=== Stored data ===

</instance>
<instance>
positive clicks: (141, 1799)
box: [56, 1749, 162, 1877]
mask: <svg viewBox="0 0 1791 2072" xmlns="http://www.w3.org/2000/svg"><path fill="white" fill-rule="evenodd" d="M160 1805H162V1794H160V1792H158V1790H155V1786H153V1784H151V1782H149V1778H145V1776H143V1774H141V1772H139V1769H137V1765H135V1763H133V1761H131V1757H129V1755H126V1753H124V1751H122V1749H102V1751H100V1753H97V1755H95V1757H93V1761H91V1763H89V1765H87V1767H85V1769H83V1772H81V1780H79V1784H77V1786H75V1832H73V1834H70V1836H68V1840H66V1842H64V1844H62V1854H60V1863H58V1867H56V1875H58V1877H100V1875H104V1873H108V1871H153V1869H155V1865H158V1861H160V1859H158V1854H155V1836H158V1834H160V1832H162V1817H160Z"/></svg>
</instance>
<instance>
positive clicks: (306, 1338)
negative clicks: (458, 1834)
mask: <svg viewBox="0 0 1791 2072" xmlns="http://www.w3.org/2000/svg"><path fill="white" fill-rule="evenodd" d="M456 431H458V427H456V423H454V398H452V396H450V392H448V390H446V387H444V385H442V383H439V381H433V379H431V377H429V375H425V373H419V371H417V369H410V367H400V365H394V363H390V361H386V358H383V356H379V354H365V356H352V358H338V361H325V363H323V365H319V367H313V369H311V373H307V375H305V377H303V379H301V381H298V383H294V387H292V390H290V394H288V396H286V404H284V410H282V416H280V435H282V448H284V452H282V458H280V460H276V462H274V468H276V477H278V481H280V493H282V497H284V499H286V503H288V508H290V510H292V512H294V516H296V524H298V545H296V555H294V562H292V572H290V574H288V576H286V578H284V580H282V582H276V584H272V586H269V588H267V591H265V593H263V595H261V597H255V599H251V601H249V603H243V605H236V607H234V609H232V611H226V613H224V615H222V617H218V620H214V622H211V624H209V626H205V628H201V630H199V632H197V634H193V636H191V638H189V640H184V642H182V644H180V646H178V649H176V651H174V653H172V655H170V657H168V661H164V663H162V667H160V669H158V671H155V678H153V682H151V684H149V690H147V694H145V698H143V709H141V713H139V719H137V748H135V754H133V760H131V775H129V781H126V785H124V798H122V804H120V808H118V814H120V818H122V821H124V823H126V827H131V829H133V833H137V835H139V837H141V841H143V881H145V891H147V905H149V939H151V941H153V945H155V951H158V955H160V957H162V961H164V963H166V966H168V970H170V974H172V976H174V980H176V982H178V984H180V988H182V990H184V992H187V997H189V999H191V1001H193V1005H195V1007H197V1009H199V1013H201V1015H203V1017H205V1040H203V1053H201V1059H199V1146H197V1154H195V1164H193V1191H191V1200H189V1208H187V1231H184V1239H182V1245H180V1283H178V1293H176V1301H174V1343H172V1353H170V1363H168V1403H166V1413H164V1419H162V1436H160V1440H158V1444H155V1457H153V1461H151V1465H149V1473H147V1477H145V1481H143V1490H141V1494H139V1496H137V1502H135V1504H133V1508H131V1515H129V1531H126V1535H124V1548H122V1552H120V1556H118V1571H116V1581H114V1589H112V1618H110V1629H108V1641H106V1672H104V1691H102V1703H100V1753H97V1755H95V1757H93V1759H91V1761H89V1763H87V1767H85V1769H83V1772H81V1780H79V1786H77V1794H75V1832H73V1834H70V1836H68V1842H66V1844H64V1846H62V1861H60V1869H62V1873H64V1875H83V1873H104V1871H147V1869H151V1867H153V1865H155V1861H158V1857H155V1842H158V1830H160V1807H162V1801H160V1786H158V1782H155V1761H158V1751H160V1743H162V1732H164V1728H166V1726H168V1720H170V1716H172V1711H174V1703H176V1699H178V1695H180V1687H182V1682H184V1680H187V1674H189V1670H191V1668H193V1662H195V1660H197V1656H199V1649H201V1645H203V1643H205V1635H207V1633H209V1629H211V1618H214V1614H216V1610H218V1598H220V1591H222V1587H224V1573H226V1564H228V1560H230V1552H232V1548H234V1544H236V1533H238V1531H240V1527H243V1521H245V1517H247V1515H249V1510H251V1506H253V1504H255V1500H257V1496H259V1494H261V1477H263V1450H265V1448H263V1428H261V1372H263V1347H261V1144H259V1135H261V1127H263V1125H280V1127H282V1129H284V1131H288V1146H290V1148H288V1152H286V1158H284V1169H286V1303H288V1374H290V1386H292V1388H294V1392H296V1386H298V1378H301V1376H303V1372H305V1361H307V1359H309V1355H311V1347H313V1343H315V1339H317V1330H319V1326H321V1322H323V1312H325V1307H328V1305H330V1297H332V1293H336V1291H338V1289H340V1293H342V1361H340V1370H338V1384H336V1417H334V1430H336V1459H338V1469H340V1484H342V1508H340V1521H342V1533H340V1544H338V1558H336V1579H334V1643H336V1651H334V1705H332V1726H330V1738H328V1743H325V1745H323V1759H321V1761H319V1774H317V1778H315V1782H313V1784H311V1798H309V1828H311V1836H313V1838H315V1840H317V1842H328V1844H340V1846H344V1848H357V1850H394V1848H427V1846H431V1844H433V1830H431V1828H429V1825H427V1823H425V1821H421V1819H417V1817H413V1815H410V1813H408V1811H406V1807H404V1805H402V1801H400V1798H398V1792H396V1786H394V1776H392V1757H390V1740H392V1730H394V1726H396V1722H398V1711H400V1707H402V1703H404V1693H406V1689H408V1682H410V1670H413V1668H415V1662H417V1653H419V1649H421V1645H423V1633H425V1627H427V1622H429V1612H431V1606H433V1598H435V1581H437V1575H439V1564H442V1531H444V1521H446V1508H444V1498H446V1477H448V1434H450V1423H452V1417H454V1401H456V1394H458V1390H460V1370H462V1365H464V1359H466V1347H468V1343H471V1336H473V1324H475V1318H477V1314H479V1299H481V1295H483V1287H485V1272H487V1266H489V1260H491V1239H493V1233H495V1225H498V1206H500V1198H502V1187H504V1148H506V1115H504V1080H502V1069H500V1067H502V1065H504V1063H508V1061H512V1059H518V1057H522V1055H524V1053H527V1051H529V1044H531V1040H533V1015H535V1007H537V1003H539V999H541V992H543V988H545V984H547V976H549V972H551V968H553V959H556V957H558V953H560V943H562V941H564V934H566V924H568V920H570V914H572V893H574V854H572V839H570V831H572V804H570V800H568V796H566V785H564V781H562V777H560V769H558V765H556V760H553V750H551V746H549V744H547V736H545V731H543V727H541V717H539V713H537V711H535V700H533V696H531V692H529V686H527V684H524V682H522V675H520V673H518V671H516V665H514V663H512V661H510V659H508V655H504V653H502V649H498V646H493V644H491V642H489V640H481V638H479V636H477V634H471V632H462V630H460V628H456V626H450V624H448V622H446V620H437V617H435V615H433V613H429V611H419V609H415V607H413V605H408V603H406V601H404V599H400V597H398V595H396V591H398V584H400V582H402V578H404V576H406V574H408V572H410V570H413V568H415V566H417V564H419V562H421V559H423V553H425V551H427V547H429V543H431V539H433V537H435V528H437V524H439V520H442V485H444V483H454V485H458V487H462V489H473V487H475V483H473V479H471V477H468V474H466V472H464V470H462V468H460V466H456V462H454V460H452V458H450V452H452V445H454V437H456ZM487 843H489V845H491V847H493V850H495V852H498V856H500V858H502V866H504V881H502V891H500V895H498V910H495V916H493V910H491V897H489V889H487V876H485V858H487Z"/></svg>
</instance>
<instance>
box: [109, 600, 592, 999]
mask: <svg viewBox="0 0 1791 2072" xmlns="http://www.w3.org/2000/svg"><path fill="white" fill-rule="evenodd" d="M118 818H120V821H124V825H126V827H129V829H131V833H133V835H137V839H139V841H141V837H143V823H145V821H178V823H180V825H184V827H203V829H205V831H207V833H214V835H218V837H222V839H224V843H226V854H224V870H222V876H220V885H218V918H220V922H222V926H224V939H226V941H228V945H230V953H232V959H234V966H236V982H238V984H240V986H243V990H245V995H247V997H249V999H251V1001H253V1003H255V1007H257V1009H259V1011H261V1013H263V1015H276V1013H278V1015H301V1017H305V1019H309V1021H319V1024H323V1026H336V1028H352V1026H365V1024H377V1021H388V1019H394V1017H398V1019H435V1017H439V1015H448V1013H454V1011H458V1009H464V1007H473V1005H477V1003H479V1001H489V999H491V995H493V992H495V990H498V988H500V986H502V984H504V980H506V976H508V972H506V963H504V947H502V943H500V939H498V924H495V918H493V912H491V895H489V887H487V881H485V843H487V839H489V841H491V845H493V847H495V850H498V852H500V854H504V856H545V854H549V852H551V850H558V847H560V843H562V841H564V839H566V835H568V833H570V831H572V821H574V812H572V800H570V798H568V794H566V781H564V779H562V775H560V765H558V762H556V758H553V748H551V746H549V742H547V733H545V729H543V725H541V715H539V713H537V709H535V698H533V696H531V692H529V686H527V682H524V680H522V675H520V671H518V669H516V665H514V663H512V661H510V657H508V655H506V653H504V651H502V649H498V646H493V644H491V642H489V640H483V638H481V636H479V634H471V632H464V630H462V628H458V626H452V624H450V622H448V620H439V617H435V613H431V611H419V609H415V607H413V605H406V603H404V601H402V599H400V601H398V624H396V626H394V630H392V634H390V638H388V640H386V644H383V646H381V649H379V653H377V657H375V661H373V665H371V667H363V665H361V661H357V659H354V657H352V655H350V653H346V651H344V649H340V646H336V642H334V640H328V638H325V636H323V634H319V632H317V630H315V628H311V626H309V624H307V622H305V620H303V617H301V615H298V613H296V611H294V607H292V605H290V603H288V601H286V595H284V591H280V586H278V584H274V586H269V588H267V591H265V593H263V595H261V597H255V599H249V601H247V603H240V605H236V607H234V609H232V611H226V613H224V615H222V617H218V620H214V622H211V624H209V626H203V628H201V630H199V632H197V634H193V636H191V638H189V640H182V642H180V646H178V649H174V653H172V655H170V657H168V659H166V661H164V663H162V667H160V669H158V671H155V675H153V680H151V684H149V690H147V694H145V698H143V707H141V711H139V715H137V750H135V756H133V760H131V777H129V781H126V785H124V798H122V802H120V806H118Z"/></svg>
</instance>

===

### Task to complete
Count how many lines in the data contain the word "positive". Reply with that number only.

### Response to the exercise
2